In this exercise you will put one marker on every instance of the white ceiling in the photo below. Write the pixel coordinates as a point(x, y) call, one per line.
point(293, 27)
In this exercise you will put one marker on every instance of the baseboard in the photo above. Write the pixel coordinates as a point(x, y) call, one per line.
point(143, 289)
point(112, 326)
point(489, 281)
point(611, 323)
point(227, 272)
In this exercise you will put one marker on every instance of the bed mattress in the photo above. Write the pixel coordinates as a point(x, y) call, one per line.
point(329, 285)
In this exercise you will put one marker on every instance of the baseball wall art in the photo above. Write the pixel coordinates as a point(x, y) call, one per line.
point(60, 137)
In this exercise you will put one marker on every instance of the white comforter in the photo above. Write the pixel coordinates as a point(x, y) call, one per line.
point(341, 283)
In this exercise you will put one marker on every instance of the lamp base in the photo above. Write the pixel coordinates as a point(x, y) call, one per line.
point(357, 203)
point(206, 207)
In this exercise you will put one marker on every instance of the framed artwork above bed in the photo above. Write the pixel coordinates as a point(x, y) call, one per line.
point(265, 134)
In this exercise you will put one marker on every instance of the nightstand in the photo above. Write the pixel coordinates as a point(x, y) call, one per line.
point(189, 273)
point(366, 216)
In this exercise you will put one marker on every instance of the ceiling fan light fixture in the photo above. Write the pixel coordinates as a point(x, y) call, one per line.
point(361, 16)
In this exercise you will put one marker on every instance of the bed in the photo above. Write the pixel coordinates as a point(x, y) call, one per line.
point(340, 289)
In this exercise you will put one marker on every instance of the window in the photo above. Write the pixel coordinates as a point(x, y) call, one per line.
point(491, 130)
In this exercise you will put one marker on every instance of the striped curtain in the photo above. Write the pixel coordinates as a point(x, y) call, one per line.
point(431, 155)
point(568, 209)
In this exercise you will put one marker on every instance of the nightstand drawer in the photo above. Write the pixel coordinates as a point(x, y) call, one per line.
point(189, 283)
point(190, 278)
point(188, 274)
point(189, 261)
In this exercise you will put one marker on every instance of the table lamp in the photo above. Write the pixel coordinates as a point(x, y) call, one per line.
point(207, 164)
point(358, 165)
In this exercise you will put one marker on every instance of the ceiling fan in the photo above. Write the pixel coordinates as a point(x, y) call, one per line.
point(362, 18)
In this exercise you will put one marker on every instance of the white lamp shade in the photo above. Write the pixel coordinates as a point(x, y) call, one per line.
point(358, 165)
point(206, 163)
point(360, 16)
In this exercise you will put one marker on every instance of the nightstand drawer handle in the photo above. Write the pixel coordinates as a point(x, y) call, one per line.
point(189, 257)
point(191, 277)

+ + +

◆ **EXERCISE OBJECTIVE**
The answer must be an exact reproduction of all the records.

◆ **YOUR RESPONSE**
In this exercise you will put one marker on every instance of the white ceiling in the photo below. Write the pixel coordinates as a point(x, y) call, one per line.
point(293, 27)
In this exercise you will put one marker on every instance of the baseboard in the photo above. Write the pixel coordinates as a point(x, y) call, one per line.
point(143, 289)
point(112, 326)
point(489, 281)
point(611, 323)
point(227, 272)
In this exercise you will put one marker on every instance of the bed mattress in the photo above. Write the pixel coordinates as a point(x, y) call, one per line.
point(329, 285)
In this exercise you will put one marker on every instance of the baseball wall art in the photo above. Write the pixel coordinates as a point(x, y) call, one per line.
point(60, 137)
In this exercise you will put one marker on every instance of the white comforter in the photo above. Write the pixel coordinates as a point(x, y) call, one per line.
point(341, 283)
In this exercise you will put one marker on every instance of the lamp base in the photo above. Write the pixel coordinates as a point(x, y) call, one per line.
point(357, 203)
point(206, 207)
In this exercise you will put one marker on every instance of the framed artwork above bed in the photo above. Write the pixel coordinates as a point(x, y) call, one per line.
point(265, 134)
In this exercise you will put one marker on every instance of the nightstand in the photo above. Write the pixel coordinates as a point(x, y) call, one per line.
point(189, 273)
point(366, 216)
In this exercise you will put one marker on every instance of the ceiling fan light fixture in the photo above. Write the pixel coordinates as a point(x, y) call, one per line.
point(361, 16)
In this exercise you will put one marker on every instance of the bed in the photo above. Write the pixel coordinates as a point(x, y) call, one per line.
point(340, 289)
In this exercise you will put one marker on every instance of the window in the photo above. Write the pixel coordinates as a point(x, y) call, one per line.
point(491, 130)
In this exercise you will put one marker on every instance of the striped curtain in the photo above. Write the pixel coordinates as a point(x, y) call, one per line.
point(431, 155)
point(568, 209)
In this exercise you will put one marker on every instance of the nightstand drawer in the photo above. Write the pixel coordinates as a point(x, y) call, one per line.
point(189, 283)
point(190, 278)
point(188, 274)
point(189, 261)
In this exercise you will put one marker on every instance of the table lamp in the photo above. Write the pixel coordinates as a point(x, y) call, one per line.
point(207, 164)
point(358, 165)
In this exercise you will put one marker on every instance of the ceiling fan in the photo above. Write the pixel coordinates as a point(x, y) call, one per line.
point(362, 18)
In this exercise you will put one marker on every instance of the white lamp shade in the photo above. Write the pixel coordinates as a point(x, y) call, one per line.
point(358, 165)
point(206, 163)
point(360, 16)
In this exercise you will put one marker on every instance of the nightstand drawer handle in the photo above. Write the pixel coordinates as a point(x, y) call, one per line.
point(189, 257)
point(191, 277)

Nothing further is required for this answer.